◆ **TEXTE DE L'EXERCICE**:
Pauvres, pauvres trotskistes sur les frêles épaules de qui pèse la lourde charge de tant de "défenses".


Le 31 mai dernier s'est produit un événement quelque peu sensationnel : Abd-El-Krim, le vieux chef de la révolte du Rif, brûlait la politesse au gouvernement français en s'évadant au cours de son transfert en France. Cette évasion fut préparée et exécutée avec la complicité du roi Farouk, qui lui a donné un asile, on peut le dire, royal et aussi avec l'indifférence bienveillante des États-Unis. La presse et le gouvernement français sont consternés. La situation de la France, dans ses colonies, n’est rien moins que sure pour y ajouter de nouvelles causes de troubles. Mais, plus qu'un danger réel, l'évasion d'Abd-El-Krim est surtout un événement qui ridiculise la France dont le prestige, dans le monde, est déjà suffisamment ébranlé. Aussi comprend-on parfaitement les récriminations de toute la presse, se plaignant de l'abus de confiance d'Abd-El-Krim envers le gouvernement démocratique français et s'évadant en dépit de sa parole d'honneur donnée.

"Événement formidable" pour nos trotskistes qui trépignent de joie et d'enthousiasme. La "Vérité" du 6 juin, sous le gros titre "Bravo Abd-El-Krim", s'attendrit sur celui qui "... conduisit la lutte héroïque du peuple marocain" et d'expliquer la grandeur révolutionnaire de son geste. "Si vous aviez, écrit la "Vérité", trompé ces messieurs de l'État-major et du ministère des colonies, vous avez bien fait. Il faut savoir tromper la bourgeoisie, lui mentir, ruser avec elle, enseignait Lénine..." Voilà Abd-El-Krim transformé en élève de Lénine, en attendant de devenir un membre d'honneur du comité exécutif de la IVème Internationale.

Les trotskistes assurent au "vieux lutteur riffain qui, comme par le passé, veut l'indépendance de son pays" que "... aussi longtemps qu'Abd-El-Krim se battra, tous les communistes du monde lui prêteront aide et assistance". Et de conclure : "Ce qu'hier disaient les staliniens, nous autres trotskistes le répétons aujourd'hui."

En effet, en effet, on ne pouvait mieux le dire !


Nous ne reprocherons pas aux trotskistes de "répéter aujourd'hui ce que les staliniens disaient hier" et de faire ce que les staliniens ont toujours fait. Nous ne disputerons pas davantage aux trotskistes de "défendre" ceux qu'ils veulent défendre. Ils sont tout à fait dans leur rôle.

◆ **CONSIGNE**:
Recopiez, s'il vous plaît, le passage du texte sur l'évasion d'Abd-El-Krim compris entre « Les trotskistes assurent » et « dans leur rôle. », ces deux passages inclus.

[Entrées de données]
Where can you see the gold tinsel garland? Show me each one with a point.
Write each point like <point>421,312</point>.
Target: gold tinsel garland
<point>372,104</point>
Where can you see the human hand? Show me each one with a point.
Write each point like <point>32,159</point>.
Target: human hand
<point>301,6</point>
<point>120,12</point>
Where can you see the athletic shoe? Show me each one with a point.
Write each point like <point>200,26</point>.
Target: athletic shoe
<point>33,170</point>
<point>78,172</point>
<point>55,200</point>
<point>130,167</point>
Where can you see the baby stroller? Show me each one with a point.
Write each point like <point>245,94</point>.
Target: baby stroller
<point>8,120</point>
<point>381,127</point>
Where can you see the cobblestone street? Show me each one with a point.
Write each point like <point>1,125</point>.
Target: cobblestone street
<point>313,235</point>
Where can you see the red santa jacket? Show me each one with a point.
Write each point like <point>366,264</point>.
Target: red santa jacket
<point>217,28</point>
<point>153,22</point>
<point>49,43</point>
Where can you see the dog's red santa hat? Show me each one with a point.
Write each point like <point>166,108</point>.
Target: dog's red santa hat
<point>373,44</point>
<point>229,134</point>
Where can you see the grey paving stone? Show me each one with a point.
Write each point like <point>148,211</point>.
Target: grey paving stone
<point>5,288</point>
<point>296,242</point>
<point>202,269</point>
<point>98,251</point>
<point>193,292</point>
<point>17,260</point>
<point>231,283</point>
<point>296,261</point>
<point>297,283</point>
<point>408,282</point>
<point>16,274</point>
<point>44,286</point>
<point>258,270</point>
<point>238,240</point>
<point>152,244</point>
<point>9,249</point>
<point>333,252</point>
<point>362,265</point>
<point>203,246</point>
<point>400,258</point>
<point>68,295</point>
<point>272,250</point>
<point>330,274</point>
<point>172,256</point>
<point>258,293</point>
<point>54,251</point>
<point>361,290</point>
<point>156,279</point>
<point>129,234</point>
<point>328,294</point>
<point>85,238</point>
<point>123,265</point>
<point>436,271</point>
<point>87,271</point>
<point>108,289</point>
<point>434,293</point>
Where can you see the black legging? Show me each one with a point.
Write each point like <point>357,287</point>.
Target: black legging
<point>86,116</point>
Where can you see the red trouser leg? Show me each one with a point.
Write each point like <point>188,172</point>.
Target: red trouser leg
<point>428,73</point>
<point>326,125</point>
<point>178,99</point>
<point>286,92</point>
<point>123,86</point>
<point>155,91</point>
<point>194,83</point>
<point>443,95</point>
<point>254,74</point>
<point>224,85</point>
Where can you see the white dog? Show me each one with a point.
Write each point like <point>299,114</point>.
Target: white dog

◆ **ZONE DE RÉPONSE**:
Les trotskistes assurent au "vieux lutteur riffain qui, comme par le passé, veut l'indépendance de son pays" que "... aussi longtemps qu'Abd-El-Krim se battra, tous les communistes du monde lui prêteront aide et assistance". Et de conclure : "Ce qu'hier disaient les staliniens, nous autres trotskistes le répétons aujourd'hui."

En effet, en effet, on ne pouvait mieux le dire !


Nous ne reprocherons pas aux trotskistes de "répéter aujourd'hui ce que les staliniens disaient hier" et de faire ce que les staliniens ont toujours fait. Nous ne disputerons pas davantage aux trotskistes de "défendre" ceux qu'ils veulent défendre. Ils sont tout à fait dans leur rôle.